Records contained in a dataset:
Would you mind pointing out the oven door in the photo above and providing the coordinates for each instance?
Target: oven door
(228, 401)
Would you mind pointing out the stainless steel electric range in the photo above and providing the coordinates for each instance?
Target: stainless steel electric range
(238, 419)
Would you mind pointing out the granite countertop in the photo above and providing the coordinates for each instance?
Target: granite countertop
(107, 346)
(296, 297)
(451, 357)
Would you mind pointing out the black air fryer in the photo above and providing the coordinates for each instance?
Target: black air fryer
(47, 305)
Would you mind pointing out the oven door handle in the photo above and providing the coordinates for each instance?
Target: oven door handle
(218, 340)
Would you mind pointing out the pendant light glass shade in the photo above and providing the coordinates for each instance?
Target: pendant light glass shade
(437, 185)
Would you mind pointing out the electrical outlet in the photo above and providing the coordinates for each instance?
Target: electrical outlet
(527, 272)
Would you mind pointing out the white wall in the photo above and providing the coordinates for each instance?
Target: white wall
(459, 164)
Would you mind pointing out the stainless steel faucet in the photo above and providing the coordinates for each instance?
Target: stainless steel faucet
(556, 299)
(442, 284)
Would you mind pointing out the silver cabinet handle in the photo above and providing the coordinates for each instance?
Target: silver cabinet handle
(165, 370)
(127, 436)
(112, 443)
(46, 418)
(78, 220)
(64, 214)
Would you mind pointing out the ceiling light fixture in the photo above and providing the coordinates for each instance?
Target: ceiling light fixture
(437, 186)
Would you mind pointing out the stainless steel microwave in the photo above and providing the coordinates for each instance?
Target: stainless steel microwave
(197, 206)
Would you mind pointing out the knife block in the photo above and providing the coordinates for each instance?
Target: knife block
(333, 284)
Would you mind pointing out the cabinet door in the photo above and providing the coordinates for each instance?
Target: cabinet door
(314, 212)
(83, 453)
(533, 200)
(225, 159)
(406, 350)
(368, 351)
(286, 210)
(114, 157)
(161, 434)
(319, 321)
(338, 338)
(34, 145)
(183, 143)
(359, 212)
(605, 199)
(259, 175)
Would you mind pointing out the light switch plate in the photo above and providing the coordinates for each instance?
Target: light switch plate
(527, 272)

— Task statement —
Each entry needs to be written out again, exactly as given.

— Task response —
Would you mind pointing out the oven door in the photo above and providing the coordinates for each instance?
Target: oven door
(228, 401)
Would you mind pointing out the stainless steel electric range in the photo above and providing the coordinates for each instance?
Target: stainless steel electric range
(238, 419)
Would you mind pointing out the granite countertop in the photo above and providing the coordinates for each instance?
Target: granite countertop
(107, 346)
(296, 297)
(451, 357)
Would you mind pointing out the black air fryer in the photo above and providing the coordinates for each instance?
Target: black air fryer
(47, 305)
Would you mind pointing out the oven door handle in the photo above and providing the coordinates for each instance?
Target: oven door handle
(218, 340)
Would you mind pointing out the pendant light glass shade in the photo above and providing the coordinates for each instance?
Target: pendant light glass shade
(437, 185)
Would you mind pointing out the electrical outlet in the photo above and providing the coordinates for each instance?
Target: electrical outlet
(527, 272)
Would you mind pointing out the white wall in the photo above and providing the coordinates for each instance?
Target: white wall
(459, 164)
Would you mind pointing out the stainless steel faucet in the photo above and providing the coordinates for each instance?
Target: stainless steel faucet
(556, 299)
(442, 284)
Would you mind pointing out the silver cabinet handle in the photo above and providing the coordinates for each instance?
Target: silver cabinet handle
(165, 370)
(127, 436)
(112, 443)
(46, 418)
(78, 220)
(64, 214)
Would you mind pointing out the ceiling light fixture in the photo above and providing the coordinates for each instance?
Target: ceiling light fixture
(437, 186)
Would you mind pointing out the stainless steel microwave in the photo above and providing the coordinates for each instance?
Target: stainless steel microwave
(197, 206)
Would you mind pointing out the knife block in the photo above and providing the coordinates for each instance?
Target: knife block
(333, 284)
Would you mind pointing out the cabinet door in the photo above and providing the coordinates for each instance?
Target: cabinet door
(314, 212)
(83, 453)
(533, 200)
(225, 159)
(406, 350)
(368, 351)
(286, 210)
(114, 157)
(161, 434)
(319, 321)
(338, 338)
(34, 145)
(183, 143)
(359, 212)
(605, 199)
(259, 175)
Would you mind pointing out the light switch plate in the photo above and providing the coordinates for each instance?
Target: light switch plate
(527, 272)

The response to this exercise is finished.